Source excerpt —
While it may be best to bootstrap our startups, some ideas are just too big for our bank accounts and we need big money to scale them globally as fast as possible. In the cases when a giant bankroll is the only thing stopping us from world domination, we turn to VCs to fund our ventures.
On the flipside, VCs are approached daily, perhaps hourly, with the next groundbreaking technology or social media phenomenon. However, on average, they invest in only 1% of the deals they encounter in any given year, which means they are experts at saying “NO”. So how do they sort the good from the bad and kick the losers to the curb before they even open a pitch deck? By using filters. Like a grease monkey inspecting a broken down transmission, VCs use checklists to see the worst first and move on as quickly as possible. If there’s a red flag, they will find it before you can even finish leaving your message on their voicemail.
Here are a few of the deal-breakers VCs will spot with their sixth sense and how you can avoid them:
1) Your reputation is everything. Transparency is king in the new world order and you better know what’s on your rap sheet because the first thing a VC will do after hearing your name is vet you out online. What’s your history? Who have you worked with? Are there any bad reviews or blemishes on the Google search: “your name here”? If there are, get out in front of it and respond to the allegations. Honesty and transparency are the pillars of your social currency and you can’t afford any skeletons hanging in your closet.
2) The capital structure of your startup is the next item investors will review during their due diligence. Is it neat and clean with a 40/40/20 combination between you, your co-founder, and your angels? Or is it a tangled mess split amongst 5 friends and 10 not-so-close acquaintances? If it’s the latter, start reining it in and buy back shares from your early FFFs. VCs want to invest in you, not in your 2nd cousin who “dabbles in the tech game” and controls 40% of your startup with no experience. Your early backers can become your newest headache when VCs won’t touch your cap table with a 10-foot pole. Don’t have the cash to buy them out? Then build new agreements to exit them during the next round or convert them to common stockholders during your series A.

Instruction — Revise the startup funding text, giving everything from "Here are a few" down to "in your closet." with "social currency" changed to "personal brand". The records were drawn from a separate source, not from the startup funding text.

Extracted data —
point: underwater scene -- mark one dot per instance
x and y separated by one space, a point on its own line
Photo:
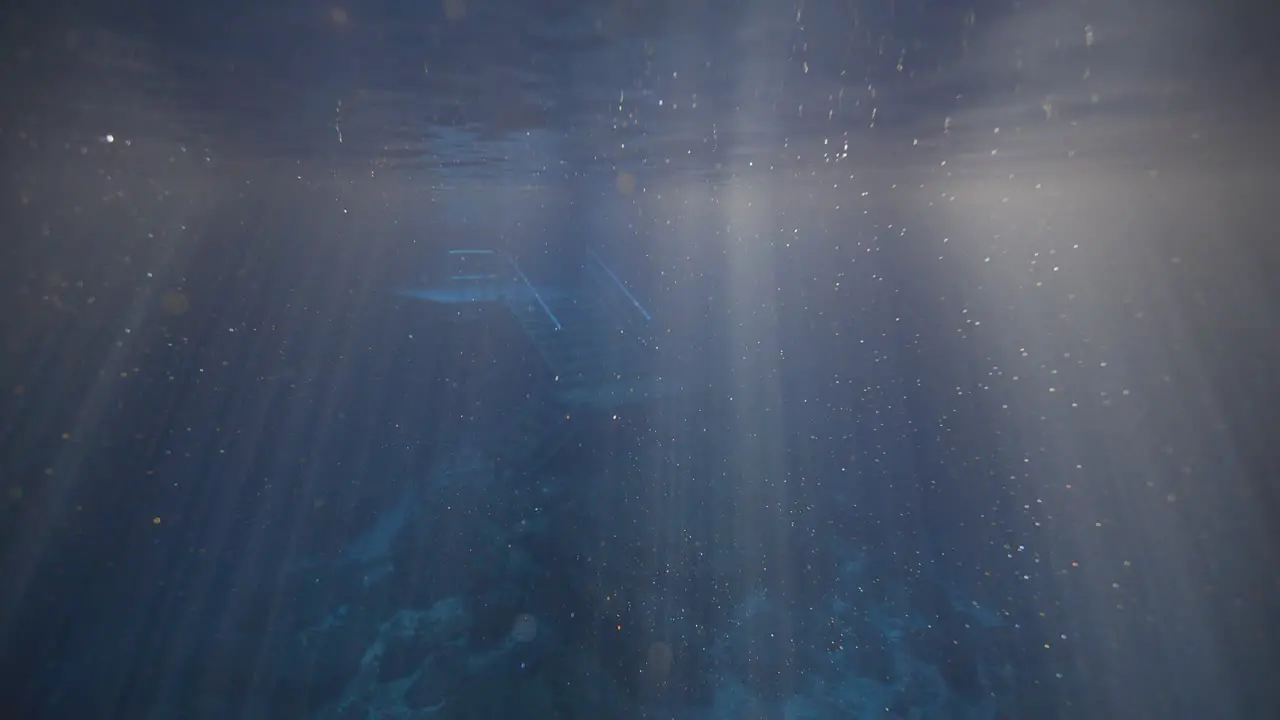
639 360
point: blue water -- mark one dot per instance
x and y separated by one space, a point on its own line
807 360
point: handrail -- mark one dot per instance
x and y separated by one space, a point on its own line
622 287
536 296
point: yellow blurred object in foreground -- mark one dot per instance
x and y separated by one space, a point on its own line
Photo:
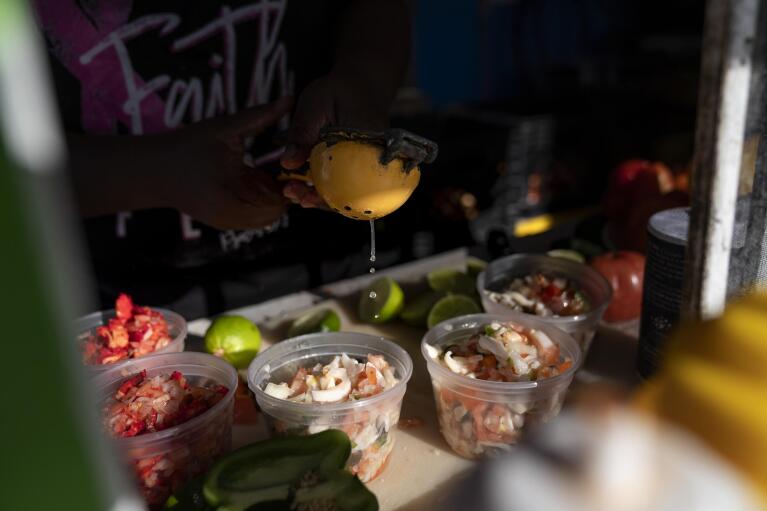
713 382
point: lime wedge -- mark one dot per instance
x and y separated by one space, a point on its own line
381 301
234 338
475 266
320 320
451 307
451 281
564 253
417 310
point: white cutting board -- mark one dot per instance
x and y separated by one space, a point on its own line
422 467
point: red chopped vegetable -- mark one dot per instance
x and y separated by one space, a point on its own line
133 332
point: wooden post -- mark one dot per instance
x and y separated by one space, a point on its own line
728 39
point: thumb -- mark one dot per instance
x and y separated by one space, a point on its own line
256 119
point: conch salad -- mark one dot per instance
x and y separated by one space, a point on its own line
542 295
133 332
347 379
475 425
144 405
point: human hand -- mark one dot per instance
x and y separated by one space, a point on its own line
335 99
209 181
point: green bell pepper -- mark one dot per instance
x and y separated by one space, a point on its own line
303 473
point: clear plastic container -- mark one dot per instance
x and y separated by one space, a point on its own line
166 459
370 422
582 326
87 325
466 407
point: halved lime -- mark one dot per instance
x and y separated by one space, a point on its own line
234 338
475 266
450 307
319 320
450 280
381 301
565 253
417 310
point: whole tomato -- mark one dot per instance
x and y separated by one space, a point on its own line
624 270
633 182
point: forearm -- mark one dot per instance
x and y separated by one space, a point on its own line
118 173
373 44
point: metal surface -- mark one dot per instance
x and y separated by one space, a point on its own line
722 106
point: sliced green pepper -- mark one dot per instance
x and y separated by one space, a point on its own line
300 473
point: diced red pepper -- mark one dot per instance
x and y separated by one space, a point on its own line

---

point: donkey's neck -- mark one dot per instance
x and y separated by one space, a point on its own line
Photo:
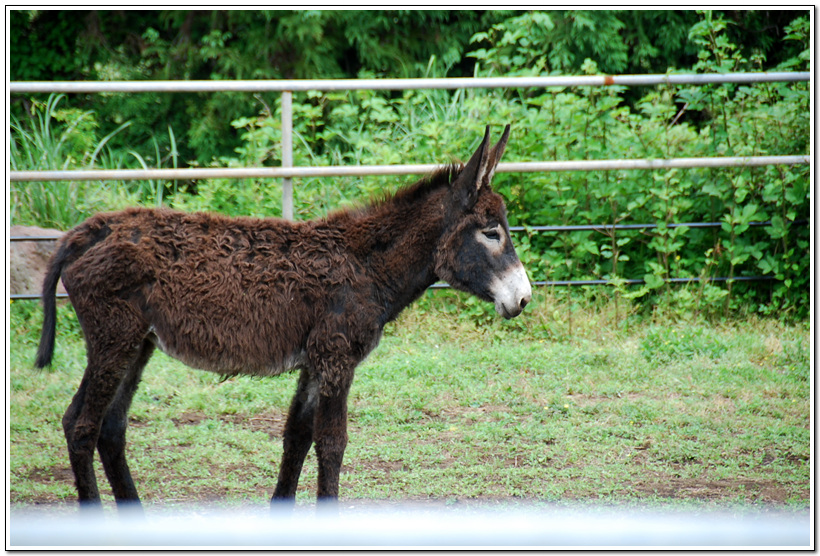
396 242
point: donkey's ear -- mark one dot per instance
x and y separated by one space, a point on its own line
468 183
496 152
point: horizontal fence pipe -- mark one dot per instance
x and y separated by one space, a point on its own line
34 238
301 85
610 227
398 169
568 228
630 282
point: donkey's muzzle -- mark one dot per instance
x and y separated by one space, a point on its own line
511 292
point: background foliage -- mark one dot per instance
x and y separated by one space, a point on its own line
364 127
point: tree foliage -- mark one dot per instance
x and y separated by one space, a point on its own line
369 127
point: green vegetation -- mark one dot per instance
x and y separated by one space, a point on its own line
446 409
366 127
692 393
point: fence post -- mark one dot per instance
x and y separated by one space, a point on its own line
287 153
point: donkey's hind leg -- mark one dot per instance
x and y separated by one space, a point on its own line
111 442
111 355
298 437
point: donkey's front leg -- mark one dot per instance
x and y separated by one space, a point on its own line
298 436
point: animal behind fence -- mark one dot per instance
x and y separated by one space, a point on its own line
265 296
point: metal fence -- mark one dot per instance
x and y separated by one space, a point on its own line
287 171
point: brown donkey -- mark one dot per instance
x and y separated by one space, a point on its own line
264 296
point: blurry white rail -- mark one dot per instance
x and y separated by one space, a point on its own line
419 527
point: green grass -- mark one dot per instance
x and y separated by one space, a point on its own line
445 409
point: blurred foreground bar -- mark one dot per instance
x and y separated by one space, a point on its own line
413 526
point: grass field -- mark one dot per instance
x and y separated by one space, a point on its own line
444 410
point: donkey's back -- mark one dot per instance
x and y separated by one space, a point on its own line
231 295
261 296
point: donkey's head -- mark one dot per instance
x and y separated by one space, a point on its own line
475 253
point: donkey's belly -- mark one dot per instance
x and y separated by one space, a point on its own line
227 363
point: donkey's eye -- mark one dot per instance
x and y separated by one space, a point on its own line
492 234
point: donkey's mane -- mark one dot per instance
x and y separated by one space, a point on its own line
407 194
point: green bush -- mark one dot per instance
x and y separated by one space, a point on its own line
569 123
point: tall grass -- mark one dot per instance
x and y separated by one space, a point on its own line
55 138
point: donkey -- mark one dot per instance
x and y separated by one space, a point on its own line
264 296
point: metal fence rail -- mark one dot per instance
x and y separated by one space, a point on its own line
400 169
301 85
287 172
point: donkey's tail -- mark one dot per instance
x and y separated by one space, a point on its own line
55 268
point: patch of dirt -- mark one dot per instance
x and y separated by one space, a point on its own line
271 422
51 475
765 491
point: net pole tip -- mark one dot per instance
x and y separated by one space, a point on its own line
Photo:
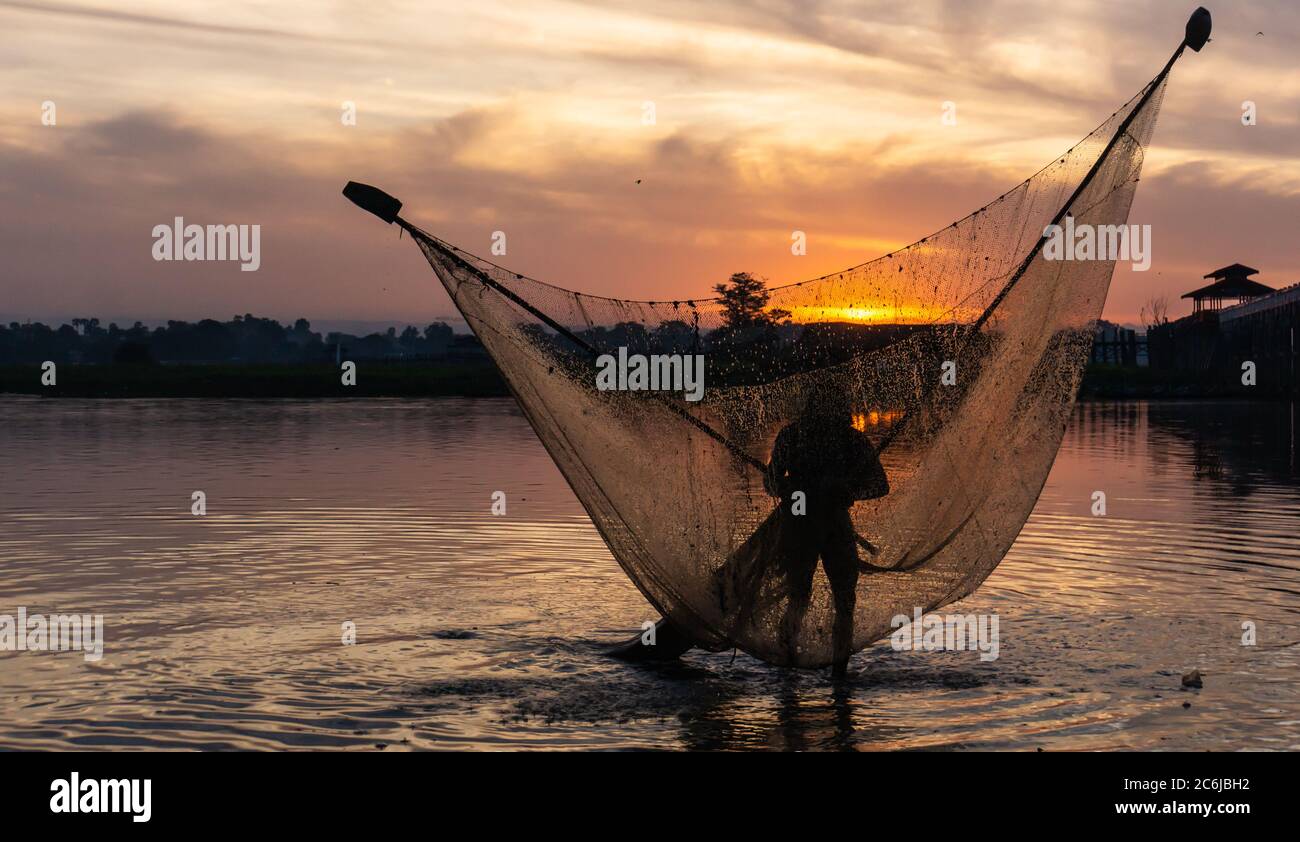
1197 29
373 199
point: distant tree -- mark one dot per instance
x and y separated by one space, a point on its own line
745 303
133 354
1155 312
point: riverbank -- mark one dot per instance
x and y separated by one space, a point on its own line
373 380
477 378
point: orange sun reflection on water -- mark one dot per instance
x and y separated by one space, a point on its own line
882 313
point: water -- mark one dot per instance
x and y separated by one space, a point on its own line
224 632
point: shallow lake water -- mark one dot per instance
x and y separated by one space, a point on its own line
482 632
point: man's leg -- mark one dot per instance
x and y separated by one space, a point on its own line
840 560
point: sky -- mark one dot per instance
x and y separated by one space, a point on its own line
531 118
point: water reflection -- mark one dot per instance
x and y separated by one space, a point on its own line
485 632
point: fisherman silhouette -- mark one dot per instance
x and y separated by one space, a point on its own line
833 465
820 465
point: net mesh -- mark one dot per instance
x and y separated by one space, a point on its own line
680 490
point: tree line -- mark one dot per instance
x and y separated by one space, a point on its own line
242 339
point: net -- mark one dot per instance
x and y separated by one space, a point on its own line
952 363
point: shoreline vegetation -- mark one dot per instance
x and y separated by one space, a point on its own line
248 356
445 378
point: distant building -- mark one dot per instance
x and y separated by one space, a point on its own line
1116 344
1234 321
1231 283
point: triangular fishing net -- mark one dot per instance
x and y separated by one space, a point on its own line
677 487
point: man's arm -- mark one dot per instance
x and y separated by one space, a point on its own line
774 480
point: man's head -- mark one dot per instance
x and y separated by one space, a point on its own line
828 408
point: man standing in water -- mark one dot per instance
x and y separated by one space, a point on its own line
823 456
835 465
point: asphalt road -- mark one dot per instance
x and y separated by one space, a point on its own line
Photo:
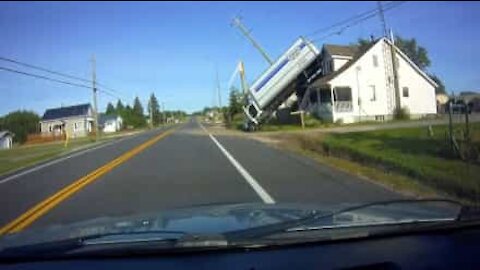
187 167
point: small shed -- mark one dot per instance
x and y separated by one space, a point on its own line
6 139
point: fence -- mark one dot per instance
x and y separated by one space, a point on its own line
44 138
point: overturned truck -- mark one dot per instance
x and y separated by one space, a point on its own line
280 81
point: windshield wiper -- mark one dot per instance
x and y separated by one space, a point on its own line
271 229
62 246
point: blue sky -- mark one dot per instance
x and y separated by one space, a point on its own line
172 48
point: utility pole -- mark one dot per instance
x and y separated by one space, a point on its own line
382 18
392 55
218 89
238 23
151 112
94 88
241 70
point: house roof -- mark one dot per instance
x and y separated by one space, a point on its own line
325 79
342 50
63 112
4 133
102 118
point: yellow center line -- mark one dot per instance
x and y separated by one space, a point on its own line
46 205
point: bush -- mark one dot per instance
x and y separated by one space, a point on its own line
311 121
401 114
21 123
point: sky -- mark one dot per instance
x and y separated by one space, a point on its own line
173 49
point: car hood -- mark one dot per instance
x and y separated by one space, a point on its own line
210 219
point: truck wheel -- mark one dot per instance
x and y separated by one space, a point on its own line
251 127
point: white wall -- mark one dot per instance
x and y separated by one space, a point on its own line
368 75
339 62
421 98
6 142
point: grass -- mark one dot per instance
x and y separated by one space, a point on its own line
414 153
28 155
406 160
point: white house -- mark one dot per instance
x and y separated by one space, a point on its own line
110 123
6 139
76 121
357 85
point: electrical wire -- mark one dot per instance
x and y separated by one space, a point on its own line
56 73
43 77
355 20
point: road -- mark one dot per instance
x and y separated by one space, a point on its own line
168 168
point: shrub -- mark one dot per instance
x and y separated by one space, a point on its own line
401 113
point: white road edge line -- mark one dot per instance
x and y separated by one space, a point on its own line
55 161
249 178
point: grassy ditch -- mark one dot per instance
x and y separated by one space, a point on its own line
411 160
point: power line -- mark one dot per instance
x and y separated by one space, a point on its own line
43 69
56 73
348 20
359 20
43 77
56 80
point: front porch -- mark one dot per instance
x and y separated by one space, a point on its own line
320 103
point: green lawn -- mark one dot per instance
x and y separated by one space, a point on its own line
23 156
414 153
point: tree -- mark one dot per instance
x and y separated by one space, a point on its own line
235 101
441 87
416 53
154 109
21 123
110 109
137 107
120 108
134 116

The completed task —
Here are a few of the deal-breakers VCs will spot with their sixth sense and how you can avoid them:
1) Your reputation is everything. Transparency is king in the new world order and you better know what’s on your rap sheet because the first thing a VC will do after hearing your name is vet you out online. What’s your history? Who have you worked with? Are there any bad reviews or blemishes on the Google search: “your name here”? If there are, get out in front of it and respond to the allegations. Honesty and transparency are the pillars of your personal brand and you can’t afford any skeletons hanging in your closet.